#### 작성할 내용
아래 기록 전체를 처음부터 끝까지 한 글자도 바꾸지 말고 그대로 옮겨 적으시오.

데이터셋 발췌

= = =

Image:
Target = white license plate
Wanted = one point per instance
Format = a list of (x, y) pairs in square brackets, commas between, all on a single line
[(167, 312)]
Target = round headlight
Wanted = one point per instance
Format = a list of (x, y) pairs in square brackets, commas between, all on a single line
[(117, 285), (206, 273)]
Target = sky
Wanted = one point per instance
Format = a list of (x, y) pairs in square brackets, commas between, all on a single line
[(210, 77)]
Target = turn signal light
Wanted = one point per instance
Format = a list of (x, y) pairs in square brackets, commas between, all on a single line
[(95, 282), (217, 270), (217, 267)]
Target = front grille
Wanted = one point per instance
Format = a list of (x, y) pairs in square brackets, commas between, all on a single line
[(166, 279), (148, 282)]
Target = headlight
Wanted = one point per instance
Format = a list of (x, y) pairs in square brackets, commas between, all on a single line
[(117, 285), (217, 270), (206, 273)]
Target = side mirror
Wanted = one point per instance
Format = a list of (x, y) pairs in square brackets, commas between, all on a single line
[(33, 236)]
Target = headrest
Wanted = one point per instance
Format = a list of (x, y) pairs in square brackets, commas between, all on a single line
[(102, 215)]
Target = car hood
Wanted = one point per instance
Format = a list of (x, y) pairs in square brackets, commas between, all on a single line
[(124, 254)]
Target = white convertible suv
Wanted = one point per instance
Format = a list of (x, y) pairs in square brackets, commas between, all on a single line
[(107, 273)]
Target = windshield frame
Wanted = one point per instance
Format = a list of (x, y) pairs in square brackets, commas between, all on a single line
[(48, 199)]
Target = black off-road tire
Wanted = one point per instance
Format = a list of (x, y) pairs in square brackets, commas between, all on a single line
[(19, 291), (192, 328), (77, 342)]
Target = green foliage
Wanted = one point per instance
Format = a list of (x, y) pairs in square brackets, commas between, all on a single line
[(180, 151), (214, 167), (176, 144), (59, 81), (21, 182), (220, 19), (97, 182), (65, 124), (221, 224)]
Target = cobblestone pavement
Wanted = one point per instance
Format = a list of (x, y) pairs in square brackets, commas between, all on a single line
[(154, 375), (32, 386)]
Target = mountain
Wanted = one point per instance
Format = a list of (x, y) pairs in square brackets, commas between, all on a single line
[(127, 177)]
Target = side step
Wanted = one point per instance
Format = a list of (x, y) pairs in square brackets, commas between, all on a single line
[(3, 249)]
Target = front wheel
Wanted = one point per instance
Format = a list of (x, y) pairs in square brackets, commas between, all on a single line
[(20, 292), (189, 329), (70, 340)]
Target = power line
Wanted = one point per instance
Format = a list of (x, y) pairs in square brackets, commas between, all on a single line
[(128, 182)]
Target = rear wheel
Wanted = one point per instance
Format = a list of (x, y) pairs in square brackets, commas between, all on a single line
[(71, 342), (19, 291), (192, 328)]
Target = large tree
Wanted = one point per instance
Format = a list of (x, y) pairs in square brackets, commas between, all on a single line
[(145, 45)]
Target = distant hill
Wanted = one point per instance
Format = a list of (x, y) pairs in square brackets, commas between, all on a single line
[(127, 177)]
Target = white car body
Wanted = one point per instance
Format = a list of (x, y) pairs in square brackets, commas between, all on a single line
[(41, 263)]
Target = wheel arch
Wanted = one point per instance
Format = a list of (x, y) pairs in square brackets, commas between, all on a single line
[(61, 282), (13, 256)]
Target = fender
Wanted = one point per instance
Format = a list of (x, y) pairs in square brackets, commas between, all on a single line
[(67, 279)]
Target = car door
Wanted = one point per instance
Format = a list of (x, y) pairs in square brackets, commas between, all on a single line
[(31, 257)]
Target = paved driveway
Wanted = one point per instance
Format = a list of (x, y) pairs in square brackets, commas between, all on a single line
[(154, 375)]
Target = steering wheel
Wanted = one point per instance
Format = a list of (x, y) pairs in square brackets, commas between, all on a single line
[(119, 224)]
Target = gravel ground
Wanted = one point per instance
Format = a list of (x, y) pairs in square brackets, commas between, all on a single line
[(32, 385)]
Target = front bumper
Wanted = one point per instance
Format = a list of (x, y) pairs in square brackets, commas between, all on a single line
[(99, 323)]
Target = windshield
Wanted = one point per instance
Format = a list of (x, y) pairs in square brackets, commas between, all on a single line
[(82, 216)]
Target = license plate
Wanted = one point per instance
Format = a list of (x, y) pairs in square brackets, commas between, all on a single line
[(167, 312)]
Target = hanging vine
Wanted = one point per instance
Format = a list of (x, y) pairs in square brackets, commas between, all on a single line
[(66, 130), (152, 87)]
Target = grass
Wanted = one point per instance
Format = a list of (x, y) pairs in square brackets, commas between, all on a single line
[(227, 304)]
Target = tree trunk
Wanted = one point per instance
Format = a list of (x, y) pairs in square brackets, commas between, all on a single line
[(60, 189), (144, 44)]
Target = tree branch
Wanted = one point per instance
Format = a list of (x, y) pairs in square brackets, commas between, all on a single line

= = =

#### 문제 풀이
Image:
Target = white license plate
Wanted = one point per instance
Format = a list of (x, y) pairs in square brackets, commas between, all on a single line
[(167, 312)]
Target = round headlight
Wanted = one point per instance
Format = a list of (x, y) pairs in square brackets, commas between, all on a single line
[(117, 285), (206, 273)]
Target = sky
Wanted = one point per instance
Format = a list of (x, y) pairs in square brackets, commas between, all on a single line
[(210, 77)]
Target = turn signal light
Wanted = one point per instance
Format = a list of (x, y) pairs in square brackets, commas between, all on a single line
[(95, 282), (217, 270), (217, 267)]
Target = front grille
Wanted = one point per instance
Format = a list of (x, y) pairs in square brackets, commas between, all on a single line
[(166, 279), (148, 282)]
Target = headlight
Wanted = one point per instance
Format = a list of (x, y) pairs in square brackets, commas between, all on a single line
[(117, 285), (217, 270), (206, 273)]
Target = side mirror
Wanted = one point per instance
Format = a list of (x, y) pairs in square brackets, commas between, all on a single line
[(33, 236)]
Target = headrest
Wanted = one point per instance
Format = a list of (x, y) pairs in square brackets, commas between, all on a single line
[(102, 215)]
Target = car hood
Wanted = one point per instance
Format = a list of (x, y) pairs in square brackets, commas between, all on a single line
[(124, 254)]
Target = white convertible suv
Wanted = one point per instance
Format = a list of (x, y) pairs in square brackets, commas between, all on a single line
[(107, 273)]
Target = windshield frame
Wanted = one point per instance
Format = a list of (x, y) pairs in square brackets, commas between, all on a single line
[(48, 199)]
Target = black off-road tire
Wanted = one point per instance
Format = a list of (x, y) pairs in square brackets, commas between, all on a single line
[(19, 291), (192, 328), (77, 342)]
Target = green foliage
Wanted = one point per instance
Format = a list of (x, y) pairs in square brackets, commas between, all on a single line
[(180, 151), (214, 167), (176, 144), (59, 81), (21, 182), (220, 19), (97, 182), (65, 124), (221, 224)]
Target = cobblestone pavement
Wanted = one point per instance
Format = a list of (x, y) pairs in square brackets, commas between, all on a single line
[(154, 375), (32, 386)]
Target = mountain
Wanted = one point per instance
Format = a list of (x, y) pairs in square brackets, commas between, all on a single line
[(127, 177)]
Target = side step
Wanted = one point per instance
Format = a list of (x, y) pairs in square brackets, commas between, all on a single line
[(3, 249)]
Target = front wheel
Wanted = one point per instance
Format = a list of (x, y) pairs in square brackets, commas between, all on a single line
[(20, 292), (189, 329), (70, 340)]
Target = power line
Wanted = one point per instance
Format = a list of (x, y) pairs in square brackets, commas between, all on a single line
[(128, 182)]
Target = rear wheel
Wanted = one point per instance
Format = a list of (x, y) pairs in square brackets, commas between, all on a single line
[(71, 342), (19, 291), (192, 328)]
Target = large tree
Wanted = one point per instance
Format = a list of (x, y) pairs in square brackets, commas between, all on a single line
[(145, 45)]
Target = distant hill
Wanted = one point per instance
Format = a list of (x, y) pairs in square brackets, commas between, all on a single line
[(127, 177)]
Target = white car body
Wanted = one point per instance
Format = a list of (x, y) pairs in square brackets, commas between, all on a single line
[(41, 263)]
Target = wheel arch
Wanted = one point per instance
Format = a list of (x, y) pairs in square brackets, commas between, all on a single line
[(61, 282), (13, 256)]
Target = fender
Wanted = one point per instance
Format = a list of (x, y) pairs in square brackets, commas between, all on a single line
[(67, 279)]
Target = car door
Wanted = one point per instance
Format = a list of (x, y) pairs in square brackets, commas between, all on a single line
[(31, 257)]
Target = paved driveway
Wanted = one point per instance
Format = a list of (x, y) pairs in square brackets, commas between, all on a single line
[(154, 375)]
Target = steering wheel
Wanted = one point per instance
Format = a list of (x, y) pairs in square brackets, commas between, all on a single line
[(119, 224)]
Target = gravel ground
Wanted = one point per instance
Format = a list of (x, y) pairs in square brackets, commas between, all on a single line
[(32, 385)]
Target = front bumper
Wanted = one point per instance
Format = a list of (x, y) pairs in square brackets, commas between, all on a single line
[(99, 323)]
Target = windshield
Wanted = one point per instance
Format = a list of (x, y) pairs in square brackets, commas between, all on a single line
[(82, 216)]
Target = license plate
Wanted = one point per instance
Format = a list of (x, y) pairs in square brackets, commas between, all on a single line
[(167, 312)]
Target = hanging vine
Wanted = one point per instance
Format = a list of (x, y) pairs in square brackets, commas between, all on a single line
[(66, 130), (152, 87)]
Target = grass
Wanted = one point per instance
Format = a list of (x, y) pairs in square brackets, commas between, all on a single line
[(227, 304)]
Target = tree trunk
Wanted = one point per instance
Format = a list of (x, y) pairs in square brackets, commas between, all on a single line
[(60, 189), (144, 44)]
Target = tree branch
Wanted = one point per instance
Format = a list of (x, y) pairs in square brackets, commas between, all on a single line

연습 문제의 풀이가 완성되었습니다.